→ **Texte**:
Cependant, la guerre civile américaine de 1861-1865 s'achèvera par un compromis marquant toutes les institutions futures. Marx et Engels signalent que la force principale de ce compromis, qui laisse subsister en grande partie la différence entre Sud et Nord et façonne l'État et l'administration en conséquence, a été New York, centre du marché financier, qui détient les hypothèques sur les plantations du Sud, négocie le coton avec l'Angleterre et participe au commerce des esclaves d'Afrique. New York est en outre le centre du Parti démocrate, qui assure la liaison entre le Sud et le Nord, en opposition au Parti républicain de Lincoln.

Entre autres, ce compromis porta sur l'abolition de l'esclavage et laissa subsister pour l’avenir la question des Noirs, qui ne sont pas assimilés purement et simplement aux autres citoyens américains. Déjà au cours de la guerre civile, provoquée pourtant par la question esclavagiste et tournant entièrement autour d'elle, les Nordistes anti-esclavagistes réprimèrent par la force les sympathies des esclaves et n'organisèrent pas systématiquement des compagnies de Noirs, comme Marx et Engels le préconisent (cf. l'article : « Critique des affaires, américaines », pp. 126-127).

→ **Exercice 1**:
D'après le texte sur la guerre civile américaine, les phrases (a), (b) et (c) sont-elles justes ? Répondez par oui ou non, en citant chaque fois les mots du texte qui tranchent. (a) New York détient les hypothèques sur les plantations du Sud. (b) Le Parti démocrate est l'allié du Parti républicain de Lincoln. (c) Les Nordistes formèrent systématiquement des compagnies de Noirs.
→ **Exercice 2**:
Recopiez le passage du texte sur la guerre civile américaine situé entre « Cependant, la guerre » et « républicain de Lincoln. », inclus, en changeant « l'Angleterre » en « la France ».
Pour répondre, appuyez-vous seulement sur le texte.

→ **Données**:
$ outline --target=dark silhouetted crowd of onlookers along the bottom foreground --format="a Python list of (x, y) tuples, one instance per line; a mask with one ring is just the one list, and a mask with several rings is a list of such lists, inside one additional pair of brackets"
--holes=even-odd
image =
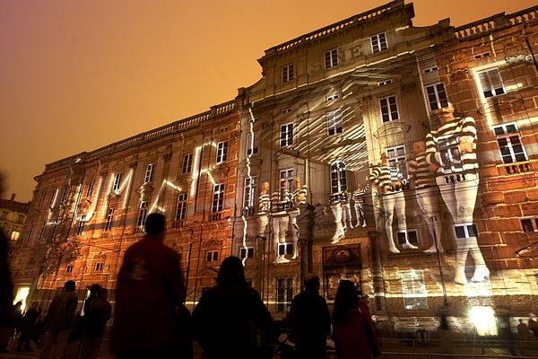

→ **Votre réponse 1**:
(a) Oui : « qui détient les hypothèques sur les plantations du Sud ».
(b) Non : « en opposition au Parti républicain de Lincoln ».
(c) Non : « n'organisèrent pas systématiquement des compagnies de Noirs ».

→ **Votre réponse 2**:
Cependant, la guerre civile américaine de 1861-1865 s'achèvera par un compromis marquant toutes les institutions futures. Marx et Engels signalent que la force principale de ce compromis, qui laisse subsister en grande partie la différence entre Sud et Nord et façonne l'État et l'administration en conséquence, a été New York, centre du marché financier, qui détient les hypothèques sur les plantations du Sud, négocie le coton avec la France et participe au commerce des esclaves d'Afrique. New York est en outre le centre du Parti démocrate, qui assure la liaison entre le Sud et le Nord, en opposition au Parti républicain de Lincoln.